■ Verilen metin
※ ※ ※

Öldürülmüş insanların kafa derilerinin yüzülmesi, dış organlarının kesilmesi, öldürülmüş bebek ve çocukların gözlerinin tornavida ve b. araçlarla oyulup çıkarılması, hamile kadınların karnı yarılarak çocuklarının dışarı çıkarılması, insanların diri diri toprağa gömülmesi ve yakılması Hocalı soykırımının sıradan, alışılmış sahneleridir… Soykırım mağdurlarının anlattıkları tüyler ürperticidir.  Esir alınmış mağdurlardan Seriyye Talibova başlarından geçenleri şöyle anlatıyor: “Ermeniler bizi bir Ermeni mezarlığına götürdüler. Ahıska Türklerinden dört genci ve üç Azerbaycan Türkünü bir zamanlar Türkiye Türkleriyle savaşmış bir Ermeni’nin mezarı üstünde kurban gibi kestiler… Ermeni askerleri ve eşkıyaları, çocukları, anne ve babalarının gözleri önünde işkence ile öldürdüler. Sonra cesetleri kepçe ile dereye döktüler. Bununla da yetinmeyen Ermeniler, iki genci getirdiler ve onların gözlerini matkapla deldiler…”

Valeh Hüseyinov adlı soykırım mağduru ise yaşadıklarını şöyle anlatmaktadır:   “Esir düştüm. Bütün esirlere işkence ettiler. Benim bütün tırnaklarımı çıkardılar, parmaklarımı kırdılar, dişlerimin hepsini kerpetenle çektiler. Amcamı, onun çocuklarını, bütün ailesini vahşice işkencelerle öldürdüler. Ermeniler yakaladıkları insanların başını kesiyor, “Kafasız Türk” diyerek alay ediyorlardı… “

Olay yerine gelerek ilk çekimleri yapan, sonradan Ermeniler tarafından şehit edilen Azerbaycan Milli Kahramanı Çingiz Mustafayev Hocalı soykırımını şöyle anlatıyor: “… Yüzlerce insan cenazesi gördüm… Çoğu, yakın mesafeden  kafasına kurşun sıkılarak  öldürülmüş 2 yaşından 15 yaşına kadar olan çocuk, kadın ve ihtiyar cesetleri idi… Cesetlerin durumundan da anlaşılıyor ki onlardan her hangi biri karşı koyamamış, kaçmaya yeltenmemişti. Onlar, Ermeniler tarafından son derece soğukkanlılıkla, vahşice katledilmişlerdi

Soykırımın yapılmış olduğu ve onun izlerini taşıyan yere iki askerî helikopterle 28 Şubat’ta ilk olarak biz geldik. Biz daha havada iken 500 metre civarındaki alanın insan cesetleriyle kaplanmışlığının şahidi olduk…Helikopterden iner inmez Ermeniler üzerimize ateş etmeye başladı. Yanımızda bulunan polisler toplam 4 cenazeyi helikoptere bindirebildiler… Gördüğümüz manzara insanı delirtiyordu. Bir türlü kendimize gelemiyorduk.

※ ※ ※

(Kayıtlı veriler)
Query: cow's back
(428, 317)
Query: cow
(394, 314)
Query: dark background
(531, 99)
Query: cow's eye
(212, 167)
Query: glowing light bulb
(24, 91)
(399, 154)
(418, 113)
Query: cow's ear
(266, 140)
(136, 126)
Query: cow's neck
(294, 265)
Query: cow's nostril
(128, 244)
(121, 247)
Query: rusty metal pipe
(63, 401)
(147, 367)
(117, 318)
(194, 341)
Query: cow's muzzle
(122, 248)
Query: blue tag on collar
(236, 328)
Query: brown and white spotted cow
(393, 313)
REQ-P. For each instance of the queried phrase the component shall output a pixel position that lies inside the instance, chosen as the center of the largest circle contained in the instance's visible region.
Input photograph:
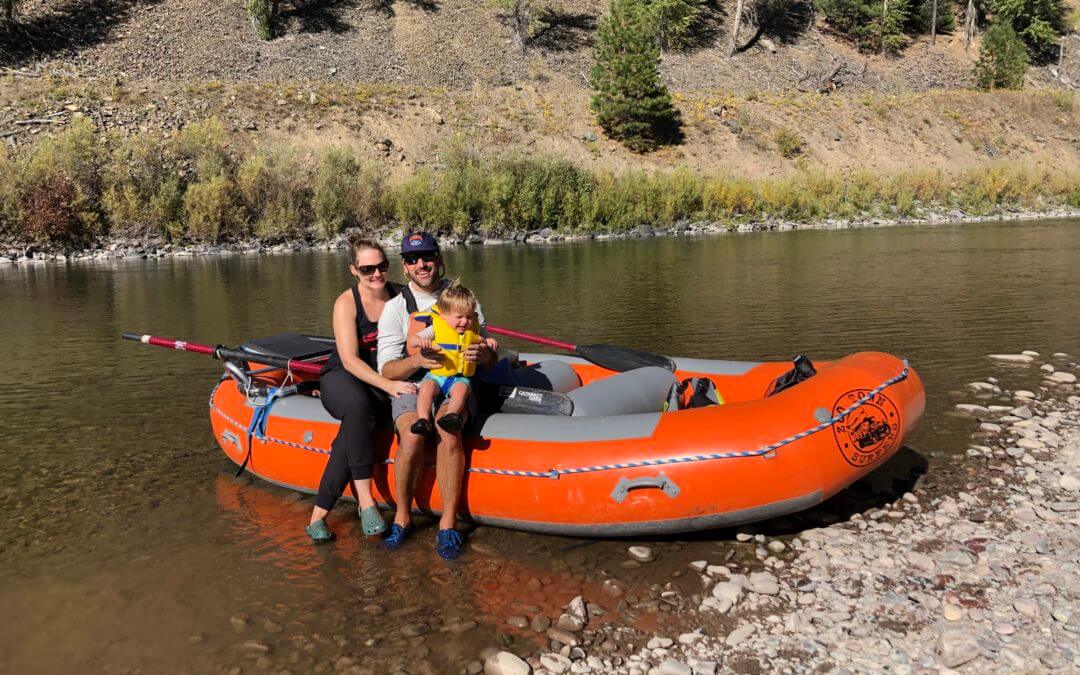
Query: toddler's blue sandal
(449, 543)
(319, 531)
(395, 537)
(370, 522)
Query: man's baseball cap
(419, 242)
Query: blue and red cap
(419, 242)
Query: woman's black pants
(352, 453)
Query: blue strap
(257, 429)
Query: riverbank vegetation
(194, 186)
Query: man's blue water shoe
(449, 543)
(395, 537)
(319, 531)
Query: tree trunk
(734, 28)
(969, 24)
(933, 25)
(1061, 59)
(885, 14)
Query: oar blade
(622, 359)
(528, 401)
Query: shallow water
(124, 543)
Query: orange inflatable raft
(620, 464)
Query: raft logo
(869, 431)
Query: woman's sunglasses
(367, 270)
(413, 258)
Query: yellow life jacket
(451, 343)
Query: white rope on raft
(555, 473)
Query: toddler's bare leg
(456, 400)
(423, 400)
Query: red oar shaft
(220, 352)
(531, 338)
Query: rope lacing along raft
(555, 473)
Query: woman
(351, 387)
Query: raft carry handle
(624, 485)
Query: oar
(227, 354)
(610, 356)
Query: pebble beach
(984, 580)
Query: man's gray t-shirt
(393, 323)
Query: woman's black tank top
(367, 332)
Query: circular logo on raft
(869, 431)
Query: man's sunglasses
(367, 270)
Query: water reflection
(120, 531)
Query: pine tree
(264, 15)
(1002, 58)
(630, 102)
(9, 10)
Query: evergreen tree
(264, 15)
(1002, 58)
(9, 10)
(1037, 22)
(671, 21)
(630, 102)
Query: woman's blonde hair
(358, 242)
(457, 298)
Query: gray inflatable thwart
(644, 390)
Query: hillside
(457, 44)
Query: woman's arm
(348, 346)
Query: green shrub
(348, 193)
(866, 22)
(630, 102)
(1002, 59)
(1037, 23)
(69, 167)
(671, 21)
(201, 150)
(9, 196)
(788, 143)
(274, 190)
(211, 210)
(264, 14)
(144, 189)
(922, 12)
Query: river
(125, 544)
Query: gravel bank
(985, 580)
(154, 247)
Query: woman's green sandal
(319, 531)
(370, 522)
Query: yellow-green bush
(274, 189)
(144, 190)
(59, 187)
(347, 192)
(212, 211)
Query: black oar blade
(622, 359)
(528, 401)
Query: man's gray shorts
(406, 403)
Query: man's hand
(427, 358)
(481, 353)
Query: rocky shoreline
(986, 580)
(154, 247)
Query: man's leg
(408, 462)
(449, 472)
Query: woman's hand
(399, 388)
(418, 342)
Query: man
(423, 269)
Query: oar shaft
(223, 353)
(528, 337)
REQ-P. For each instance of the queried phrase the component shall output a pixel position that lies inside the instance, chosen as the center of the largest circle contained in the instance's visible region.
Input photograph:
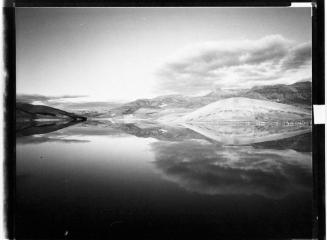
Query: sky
(123, 54)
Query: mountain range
(297, 94)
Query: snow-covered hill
(246, 109)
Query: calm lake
(98, 178)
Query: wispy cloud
(202, 67)
(32, 98)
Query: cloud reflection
(210, 169)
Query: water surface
(98, 178)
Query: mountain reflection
(241, 134)
(207, 159)
(206, 168)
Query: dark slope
(29, 112)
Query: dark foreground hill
(29, 112)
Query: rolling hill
(246, 109)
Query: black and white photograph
(170, 122)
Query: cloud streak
(241, 64)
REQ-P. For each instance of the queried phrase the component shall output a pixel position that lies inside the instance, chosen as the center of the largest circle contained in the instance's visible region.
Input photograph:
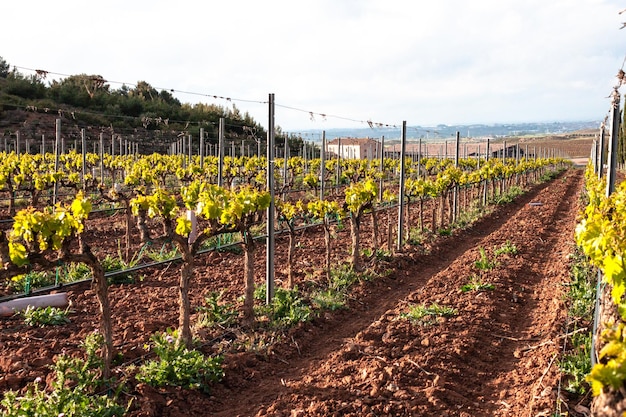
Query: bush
(75, 390)
(178, 366)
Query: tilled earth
(496, 356)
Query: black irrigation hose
(47, 289)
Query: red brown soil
(496, 357)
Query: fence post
(269, 245)
(400, 241)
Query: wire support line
(312, 115)
(43, 74)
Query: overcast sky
(426, 62)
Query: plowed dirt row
(494, 357)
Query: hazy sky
(426, 62)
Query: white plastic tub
(9, 308)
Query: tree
(4, 68)
(49, 237)
(360, 197)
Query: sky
(339, 63)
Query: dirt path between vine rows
(495, 357)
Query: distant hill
(445, 132)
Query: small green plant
(475, 284)
(427, 315)
(114, 264)
(225, 242)
(286, 308)
(582, 288)
(76, 272)
(178, 366)
(163, 254)
(343, 277)
(45, 316)
(328, 299)
(257, 342)
(509, 196)
(417, 237)
(445, 232)
(34, 279)
(379, 254)
(576, 364)
(506, 248)
(75, 391)
(214, 312)
(484, 263)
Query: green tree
(4, 68)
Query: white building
(354, 148)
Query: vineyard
(391, 286)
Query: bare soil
(497, 356)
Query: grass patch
(484, 263)
(45, 316)
(475, 284)
(214, 312)
(576, 363)
(427, 315)
(507, 248)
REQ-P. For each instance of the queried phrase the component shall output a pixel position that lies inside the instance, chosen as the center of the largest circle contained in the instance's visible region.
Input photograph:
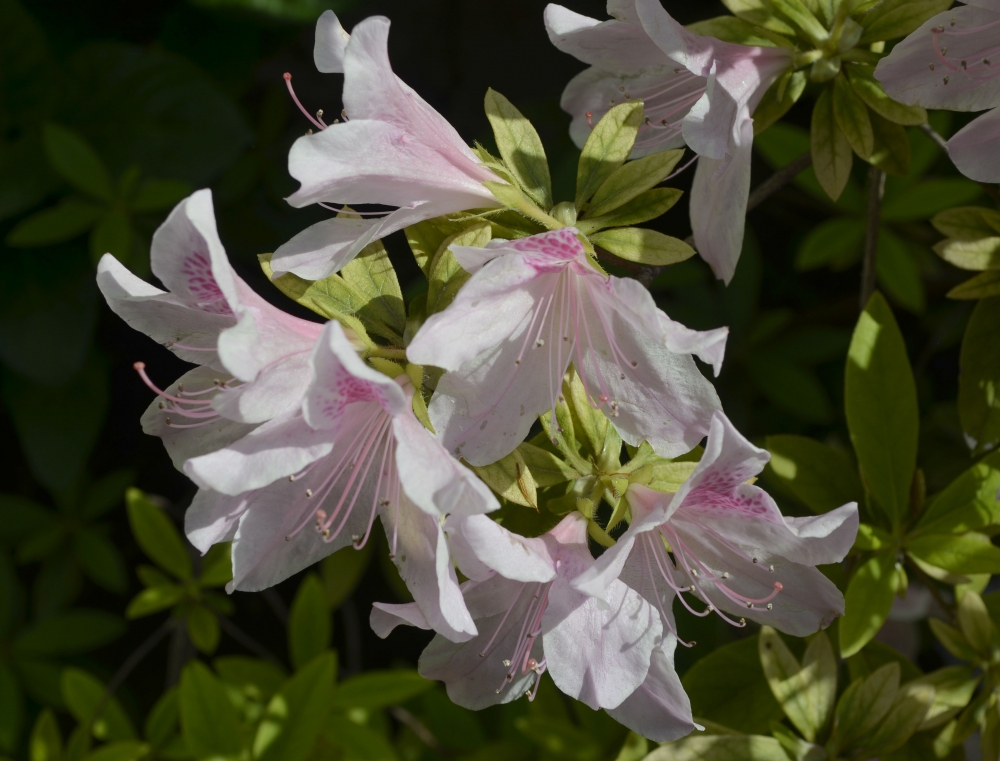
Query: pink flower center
(186, 404)
(975, 57)
(202, 285)
(531, 627)
(660, 566)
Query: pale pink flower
(253, 357)
(299, 488)
(732, 548)
(533, 306)
(609, 654)
(696, 90)
(392, 149)
(953, 62)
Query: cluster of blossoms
(299, 434)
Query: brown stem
(876, 189)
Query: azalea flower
(533, 306)
(392, 148)
(732, 548)
(953, 62)
(608, 654)
(695, 89)
(253, 357)
(299, 488)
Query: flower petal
(599, 654)
(331, 43)
(421, 556)
(660, 708)
(975, 148)
(436, 482)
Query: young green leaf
(644, 207)
(870, 90)
(643, 246)
(76, 162)
(521, 148)
(867, 602)
(296, 714)
(831, 150)
(607, 147)
(631, 179)
(309, 622)
(979, 380)
(881, 404)
(852, 117)
(822, 477)
(157, 535)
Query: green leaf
(202, 628)
(881, 404)
(76, 162)
(309, 622)
(163, 720)
(113, 234)
(379, 689)
(892, 147)
(967, 503)
(520, 147)
(11, 710)
(720, 748)
(45, 743)
(928, 197)
(217, 566)
(979, 380)
(870, 91)
(69, 632)
(155, 195)
(122, 751)
(157, 535)
(69, 218)
(865, 703)
(446, 274)
(911, 705)
(84, 695)
(297, 713)
(962, 554)
(644, 207)
(360, 742)
(643, 246)
(867, 602)
(778, 99)
(982, 286)
(631, 179)
(897, 272)
(852, 117)
(819, 475)
(209, 722)
(835, 243)
(371, 275)
(511, 478)
(607, 147)
(805, 693)
(891, 19)
(154, 599)
(727, 685)
(342, 571)
(101, 560)
(831, 150)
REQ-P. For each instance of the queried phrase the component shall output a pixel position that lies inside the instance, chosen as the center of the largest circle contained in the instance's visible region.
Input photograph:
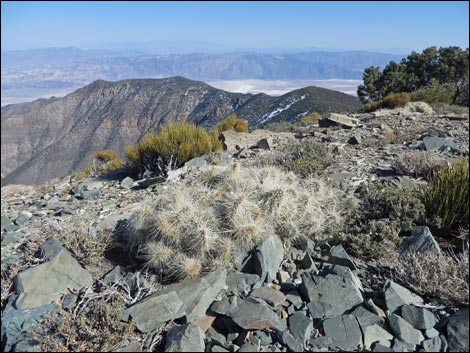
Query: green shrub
(308, 119)
(436, 93)
(392, 101)
(232, 122)
(107, 161)
(381, 215)
(446, 198)
(171, 147)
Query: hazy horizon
(391, 27)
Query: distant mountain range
(34, 73)
(49, 137)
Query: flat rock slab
(246, 314)
(269, 295)
(300, 326)
(419, 318)
(186, 338)
(458, 331)
(339, 256)
(344, 331)
(327, 298)
(155, 310)
(404, 331)
(396, 296)
(198, 294)
(47, 282)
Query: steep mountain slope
(48, 138)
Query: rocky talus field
(245, 250)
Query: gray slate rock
(375, 333)
(419, 318)
(155, 310)
(339, 256)
(199, 293)
(127, 182)
(185, 338)
(300, 326)
(246, 314)
(434, 344)
(45, 283)
(344, 331)
(404, 331)
(239, 282)
(458, 331)
(367, 318)
(437, 144)
(268, 258)
(396, 296)
(269, 295)
(420, 241)
(328, 298)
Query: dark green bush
(446, 198)
(435, 93)
(232, 122)
(171, 147)
(394, 100)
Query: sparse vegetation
(308, 119)
(107, 161)
(232, 122)
(304, 158)
(391, 101)
(171, 147)
(418, 164)
(444, 278)
(378, 218)
(446, 198)
(201, 223)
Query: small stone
(419, 318)
(300, 326)
(339, 256)
(404, 331)
(375, 333)
(186, 338)
(396, 296)
(344, 330)
(127, 182)
(271, 296)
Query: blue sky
(380, 26)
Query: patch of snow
(278, 111)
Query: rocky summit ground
(66, 285)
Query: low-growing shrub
(435, 93)
(200, 223)
(106, 161)
(444, 278)
(446, 198)
(171, 147)
(97, 329)
(232, 122)
(441, 108)
(418, 164)
(392, 101)
(308, 119)
(304, 158)
(381, 215)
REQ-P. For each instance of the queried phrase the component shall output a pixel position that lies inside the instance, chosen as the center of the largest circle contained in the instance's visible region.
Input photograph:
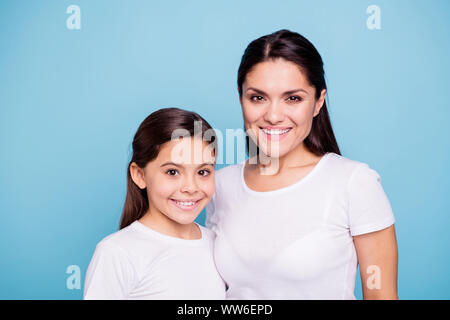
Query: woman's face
(278, 105)
(180, 180)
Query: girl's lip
(185, 208)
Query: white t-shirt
(137, 262)
(295, 242)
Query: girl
(159, 251)
(294, 222)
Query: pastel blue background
(71, 101)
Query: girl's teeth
(190, 203)
(275, 131)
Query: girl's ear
(137, 174)
(320, 102)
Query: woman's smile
(275, 133)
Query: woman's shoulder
(346, 166)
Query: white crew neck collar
(175, 240)
(284, 189)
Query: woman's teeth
(275, 131)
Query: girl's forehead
(187, 151)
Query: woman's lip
(276, 137)
(185, 208)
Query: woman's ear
(320, 102)
(137, 174)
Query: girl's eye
(204, 173)
(295, 98)
(172, 172)
(256, 98)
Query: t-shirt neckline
(167, 238)
(283, 189)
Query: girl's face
(278, 105)
(180, 180)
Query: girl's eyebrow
(179, 165)
(285, 93)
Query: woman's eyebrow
(285, 93)
(179, 165)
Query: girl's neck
(161, 223)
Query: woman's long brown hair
(153, 132)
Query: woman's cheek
(208, 186)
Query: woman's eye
(204, 173)
(295, 98)
(172, 172)
(256, 98)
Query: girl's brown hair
(154, 131)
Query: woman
(294, 220)
(159, 251)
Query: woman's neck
(298, 157)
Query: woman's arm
(378, 263)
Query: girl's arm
(378, 263)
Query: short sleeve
(369, 208)
(110, 274)
(211, 216)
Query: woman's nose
(188, 185)
(274, 113)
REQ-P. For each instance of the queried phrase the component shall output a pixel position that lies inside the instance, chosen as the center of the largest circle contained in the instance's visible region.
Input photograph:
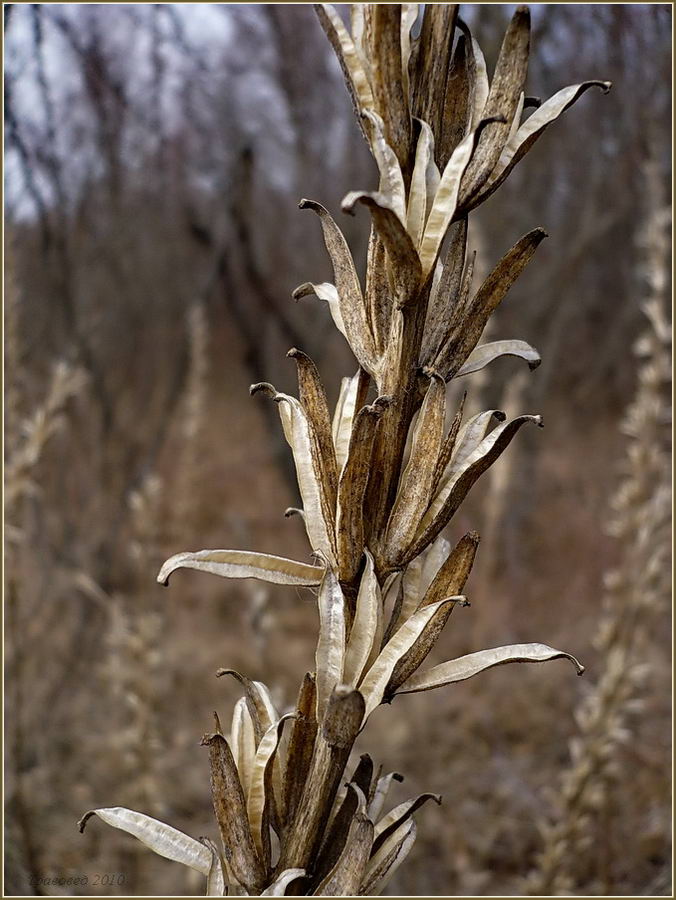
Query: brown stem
(335, 739)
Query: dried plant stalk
(636, 591)
(380, 481)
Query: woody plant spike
(382, 477)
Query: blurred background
(154, 159)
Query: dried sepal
(377, 678)
(330, 654)
(417, 577)
(478, 75)
(415, 487)
(388, 86)
(158, 836)
(527, 134)
(382, 789)
(455, 324)
(258, 702)
(348, 871)
(416, 208)
(409, 15)
(339, 828)
(465, 336)
(466, 666)
(282, 881)
(350, 298)
(470, 435)
(356, 77)
(261, 803)
(402, 256)
(391, 183)
(352, 487)
(384, 863)
(243, 742)
(455, 489)
(217, 878)
(484, 354)
(448, 446)
(301, 745)
(449, 580)
(314, 490)
(231, 816)
(458, 101)
(379, 299)
(350, 391)
(445, 203)
(313, 399)
(243, 564)
(430, 63)
(391, 823)
(503, 97)
(366, 629)
(328, 293)
(446, 294)
(336, 736)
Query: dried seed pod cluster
(381, 478)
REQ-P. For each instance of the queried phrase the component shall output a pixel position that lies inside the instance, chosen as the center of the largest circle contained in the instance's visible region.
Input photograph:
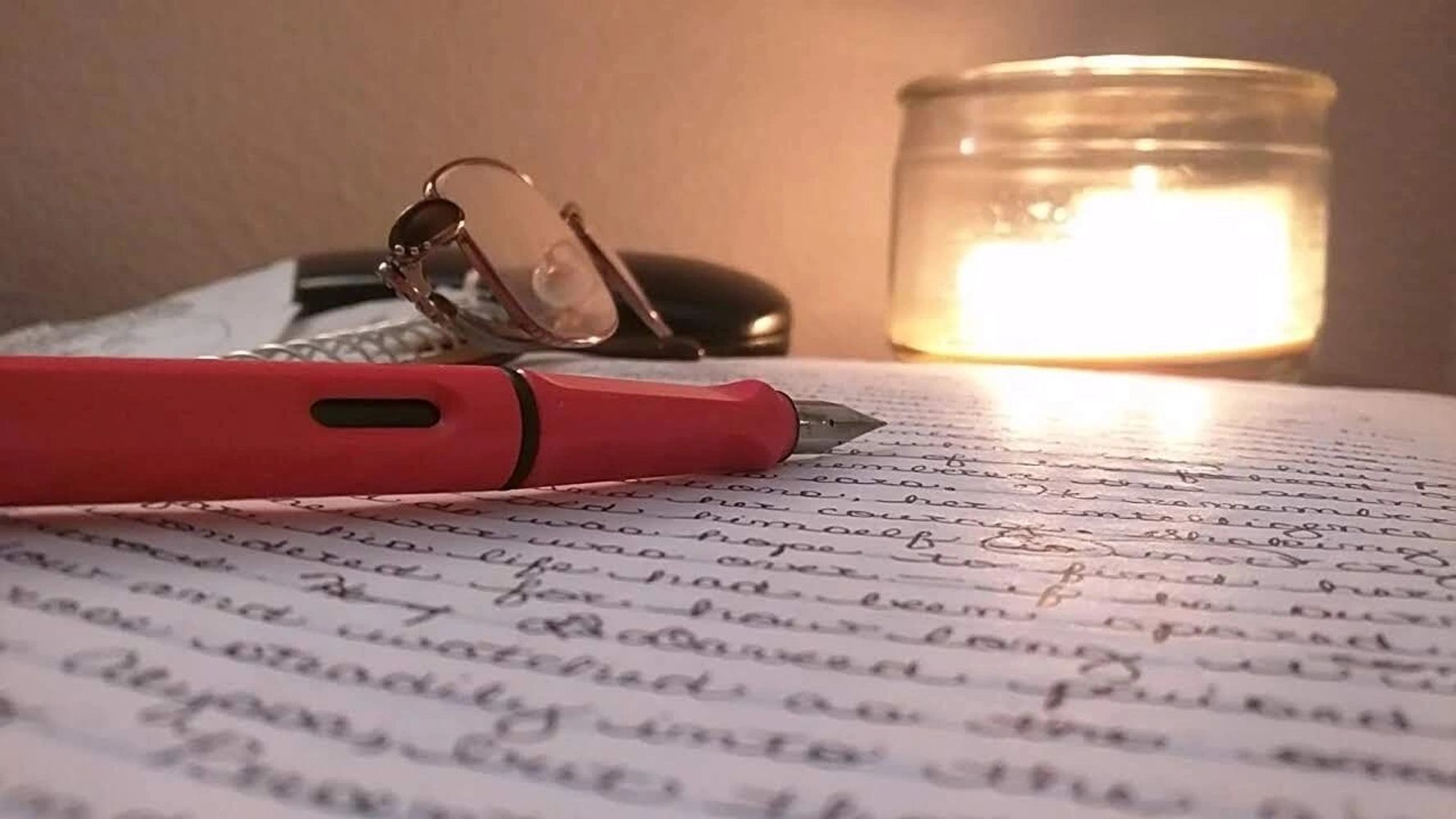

※ ※ ※

■ Kısa görev 1
Hocalı soykırımıyla ilgili metinde "Soykırımın yapılmış olduğu" sözlerinden "türlü kendimize gelemiyorduk." sözlerine kadar uzanan kısmın tamamını kelimesi kelimesine aktar.
■ Kısa görev 2
Hocalı soykırımına dair tanıklıkları anlatan metni kaldığı yerden sürdür.

■ Görev sonucu 1
Soykırımın yapılmış olduğu ve onun izlerini taşıyan yere iki askerî helikopterle 28 Şubat’ta ilk olarak biz geldik. Biz daha havada iken 500 metre civarındaki alanın insan cesetleriyle kaplanmışlığının şahidi olduk…Helikopterden iner inmez Ermeniler üzerimize ateş etmeye başladı. Yanımızda bulunan polisler toplam 4 cenazeyi helikoptere bindirebildiler… Gördüğümüz manzara insanı delirtiyordu. Bir türlü kendimize gelemiyorduk.

■ Görev sonucu 2
Mart ayının 2 sinde yabancı gazetecilerle Oraya geldiğimizde tekrar aynı durumla karşılaştık; ama cenazeler daha kötü hale getirilmişti…  Ermeniler, cesetleri utanç verici şekillere sokmuşlardı. Anlaşılıyordu ki, Ermeni cellatları her gün bu vahşilikleri tekrarlamaktan zevk alıyorlardı…”

Yine helikopterle olay yerine gelen ABD gazetecisi Thomas Goltz şöyle demektedir: ” Fotoğrafçı arkadaşım öyle etkilenmişti ki, fotoğraf çekebilmesi için kendisini objelerin üzerine doğru itmem gerekiyordu. Cesetler, koparılmış uzuvlar… Her bakımdan mide bulandırıcıydı… Bazı cesetlerin cinsiyetini anlamaya çalıştım ama yüzleri parçalanmış, tanınmayacak halde olanlar vardı. Bazılarının kafa derileri yüzülmüştü.”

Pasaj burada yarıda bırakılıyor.